Íntegra da sentença
que
condenou Lindberg Alves a 98 anos
Depois de quatro dias de julgamento,
a juíza Milena Dias proferiu, a sentença do réu
Lindemberg Alves, 25. O motoboy foi condenado pela morte da ex-namorada Eloá
Pimentel, 15, e por outros 11 crimes. A jovem foi mantida refém por cerca de
cem horas em outubro de 2008 em seu apartamento, localizado em um conjunto
habitacional de Santo André (ABC paulista). Leia a íntegra:
Vistos.
Dispensado o relatório, nos termos do artigo 492, do Código de Processo
Penal.
Submetido a julgamento nesta data, o Colendo Conselho de Sentença
reconheceu que o réu LINDEMBERG ALVES
FERNANDES praticou o crime de homicídio
qualificado pelo motivo torpe e recurso que dificultou a defesa da vítima
(vítima Eloá Cristina Pimentel da Silva), o crime de homicídio tentado
qualificado pelo motivo torpe e recurso que dificultou a defesa da vítima (
vítima Nayara Rodrigues da Silva), o crime de homicídio qualificado
tentado ( vítima Atos Antonio Valeriano), cinco crimes de cárcere privado
e quatro crimes de disparo de arma de fogo.
Passo a dosar a pena:
O julgador deve, ao
individualizar a pena, examinar com acuidade todos os elementos que dizem
respeito ao fato e ao criminoso, obedecidos e sopesados todos os critérios
estabelecidos no artigo 59 do Código Penal, para aplicar, de forma justa e
equilibrada, a reprimenda que seja, proporcionalmente, necessária e suficiente
para a reprovação do crime.
Deve o Magistrado, atrelado a regras de majoração da pena, aumentá-la
até o montante que considerar correto, tendo em vista as circunstâncias peculiares
de cada caso, desde que o faça fundamentadamente e dentro dos parâmetros
legais.
A sociedade, atualmente, espera que o juiz se liberte do fetichismo da
pena mínima, de modo a ajustar o quantum da sanção e a sua modalidade de acordo
com a culpabilidade, os antecedentes, a conduta social, a personalidade do
agente, os motivos, as circunstâncias do crime, bem como o comportamento da
vítima.
Pois bem.
Todas as condutas incriminadas, atribuídas ao réu e reconhecidas pelo
Egrégio Conselho de Sentença incidem no mesmo juízo de reprovabilidade.
Portanto, impõe-se uma única apreciação sobre as circunstâncias judiciais
enunciadas no artigo 59 do Código Penal, evitando-se assim, repetições
desnecessárias.

· · · · · · ·

# REQUISITOS DO EXERCÍCIO:
• a. De acordo com o trecho da sentença, por quanto tempo a jovem foi mantida refém e em que mês e ano isso ocorreu?
• b. Atualize os registros a partir da linha que contém "[mark] the bush" até o fim dos registros, trocando "one dot per instance" por "one point per instance" e mantendo todo o resto inalterado; apresente somente essas linhas.
O texto acima e os registros não têm relação entre si.

· · · · · · ·

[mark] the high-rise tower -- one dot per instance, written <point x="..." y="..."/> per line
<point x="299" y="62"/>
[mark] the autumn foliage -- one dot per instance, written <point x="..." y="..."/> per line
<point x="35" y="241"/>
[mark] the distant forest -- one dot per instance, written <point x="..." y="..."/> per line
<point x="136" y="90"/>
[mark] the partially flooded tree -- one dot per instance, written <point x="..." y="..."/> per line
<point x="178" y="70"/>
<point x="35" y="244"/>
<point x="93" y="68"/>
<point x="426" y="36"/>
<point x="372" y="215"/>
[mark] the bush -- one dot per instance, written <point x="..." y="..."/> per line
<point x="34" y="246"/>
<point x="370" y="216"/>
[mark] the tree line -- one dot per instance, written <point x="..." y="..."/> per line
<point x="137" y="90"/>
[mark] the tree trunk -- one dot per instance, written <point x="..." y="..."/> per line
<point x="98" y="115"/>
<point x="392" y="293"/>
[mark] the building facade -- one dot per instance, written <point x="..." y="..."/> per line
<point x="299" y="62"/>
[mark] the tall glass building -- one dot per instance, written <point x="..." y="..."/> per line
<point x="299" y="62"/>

· · · · · · ·

# RESPOSTAS:
• a. Por cerca de cem horas, em outubro de 2008.

• b.
[mark] the bush -- one point per instance, written <point x="..." y="..."/> per line
<point x="34" y="246"/>
<point x="370" y="216"/>
[mark] the tree line -- one point per instance, written <point x="..." y="..."/> per line
<point x="137" y="90"/>
[mark] the tree trunk -- one point per instance, written <point x="..." y="..."/> per line
<point x="98" y="115"/>
<point x="392" y="293"/>
[mark] the building facade -- one point per instance, written <point x="..." y="..."/> per line
<point x="299" y="62"/>
[mark] the tall glass building -- one point per instance, written <point x="..." y="..."/> per line
<point x="299" y="62"/>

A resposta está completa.